Reading text -
★ ★ ★

Hot and spicy stir fried squid
Ingredients:
- 1 large squid (1 lb)
- soy sauce
- sugar, hot pepper flakes
- green chili pepper,
- carrot, garlic, onion, and green onions.
Makes 2 servings.
- Remove the squid’s intestines
- Wash and drain the squid. Cut it into strips (about 2-3 cups worth) and place them in a bowl.
- Prepare a big plate for your vegetables.
- Cut a carrot thinly and diagonally and place it on a big plate.
- Cut 12 green onions into pieces 5-7 cm in length and put them on the plate.
- Slice 1 medium size onion and put it on the plate.
- Slice 1 green chili pepper and put it on the plate.
- Prepare a small bowl and make hot paste by mixing 5 cloves of minced garlic, 2½ tbs of soy sauce, 2 tbs hot pepper flakes, and 1 tbs sugar.
- Heat a pan or wok over high heat and put 1 tbs olive oil in it.
- Stir fry by adding vegetables in this order: carrots, onions, green onions, and chili pepper. Stir fry for about 2 minutes
- Add squid strips and the hot paste and continue to stir fry for a few minutes
- Sprinkle some sesame oil and transfer to a serving dish and serve with rice.









































































Hi Maangchi,
Would it be ok to use shrimps instead of squid?
yes, I think so, why not! My friend used chicken breast instead of squid. She said it turned out very delicious! Smart cooks are everywhere. ; )
Hi Maangchi! I was wondering if for the stir fry you could use hot pepper powder instead of the flakes?
Yes, of course you can use either hot pepper powder or hot pepper flakes.
Hi Maangchi. Just wanted to let you know that I made this dish tonight with a shortage of vegetables but heavy supply of squid! It was delicious. Thanks for the great recipe.
I bought squid today! : ) Reading your comment is motivating me to cook this dish for myself!
your website helped me a lot in learning how to cook korean dishes, hopefully many more recipes that i can select which reach my budget…more power & JESUS LOVES YOU!
Hi,
I looked up this recipe after hearing a famous korean star talking about it. It sure does look delicious. I was just wondering if this recipe is best to use squid or can I use another type of meat like chiken? please let me know?
My friend said she replaced the squid with sliced pork and it turned out great. Chicken, why not?

★ ★ ★

Given information -

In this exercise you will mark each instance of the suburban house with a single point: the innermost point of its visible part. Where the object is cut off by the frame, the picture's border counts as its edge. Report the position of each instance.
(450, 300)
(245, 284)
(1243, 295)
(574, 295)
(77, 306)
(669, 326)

★ ★ ★

Your objective - Transcribe the squid recipe from "Hot and spicy" down to "Makes 2 servings.".

Solution below -
Hot and spicy stir fried squid
Ingredients:
- 1 large squid (1 lb)
- soy sauce
- sugar, hot pepper flakes
- green chili pepper,
- carrot, garlic, onion, and green onions.
Makes 2 servings.